■ SUPPLIED TEXT:
--
I’m having a really hard time today. I watched part of a video of “Man Enough” — I think the men who are speaking, about their own complicity in abuse of women, are great. But there were also clips from movies & TV where abuse of women was made a joke and the audience laughed. I think that’s why I’ve been feeling nauseous all day.
Making and eating breakfast was — I want to say “a heroic effort” but I also realize that I’m angry at myself for falling apart so badly. It’s all the stuff about women speaking out about their abuse and powerful rich white males saying they are lying. There was another commentary by Trevor Noah on how Trump paints the abusers as victims. He does a very good job, but the set-up is so infuriating that it also made me sick.
I had to go out and shop for some essential things: new journal notebooks – it looks like they are retiring the 70 page “wide ruled” spiral bound ones that I’ve been using for years, and I feel distressed, I’m about to lose another familiar old friend; and Xylimelts which help with the dry mouth that I have as a result of the meds I take; and some essential food items – frozen dinners that I can eat – I have to avoid dairy, gluten, and sugar – because cooking is just too hard for me, soup for today when my stomach feels so queasy, etc. It’s so hard to keep up with all these little details, yet they are necessary, just to keep my body running relatively well. It’s very upsetting to find these ordinary errands so very difficult to do. Maybe I’m out of my body again.
--
■ EXERCISE INSTRUCTIONS:
1 – Using the journal entry above, decide whether each statement agrees with it: (a) The writer watched all of the "Man Enough" video. (b) The writer has to avoid dairy, gluten, and sugar. (c) The Xylimelts help with dry mouth caused by the writer's medication. Answer yes or no for each, and quote the words from the journal entry that decide it.
2 – Pick up the journal entry after its last sentence and keep writing in the same voice.

■ DATA SECTION:
--
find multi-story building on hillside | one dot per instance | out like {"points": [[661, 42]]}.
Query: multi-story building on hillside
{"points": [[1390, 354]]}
--
■ PER-TASK OUTPUTS:
1 –
(a) No: "I watched part of a video of “Man Enough”"
(b) Yes: "I have to avoid dairy, gluten, and sugar"
(c) Yes: "Xylimelts which help with the dry mouth that I have as a result of the meds I take"

2 –
I’m writing this directly. Usually I do considerable editing, mostly to make sure things are clear. I don’t want to bother with that — it’s just too hard with my neo-cortex off-line and my reptilian brainstem running the show — I’m fed up with trying to explain myself to people who don’t get it. What I need the most is a group of survivors that I can just go be with, and know that they know and we don’t even have to talk about it.
I was going to let that be it, but then I remembered a workshop that was held after Quaker meeting last Sunday. We talked in small groups about how the presence of God, Spirit, manifested in our lives. I tend to think that he/she/it/they don’t manifest in my life a) because I don’t believe in “God” b) I don’t pray or do any particular spiritual practice. I’ve been meditating only rarely though I can tell that it helps. But I realize that I do pay attention to messages that come by synchronicity — a song that’s in my mind, a topic that’s mentioned in more than one place, etc. I do know of times when it has been very clear that I’ve been guided — I’m hesitant to say by whom or what — most blatantly how I got to Stonehenge twice.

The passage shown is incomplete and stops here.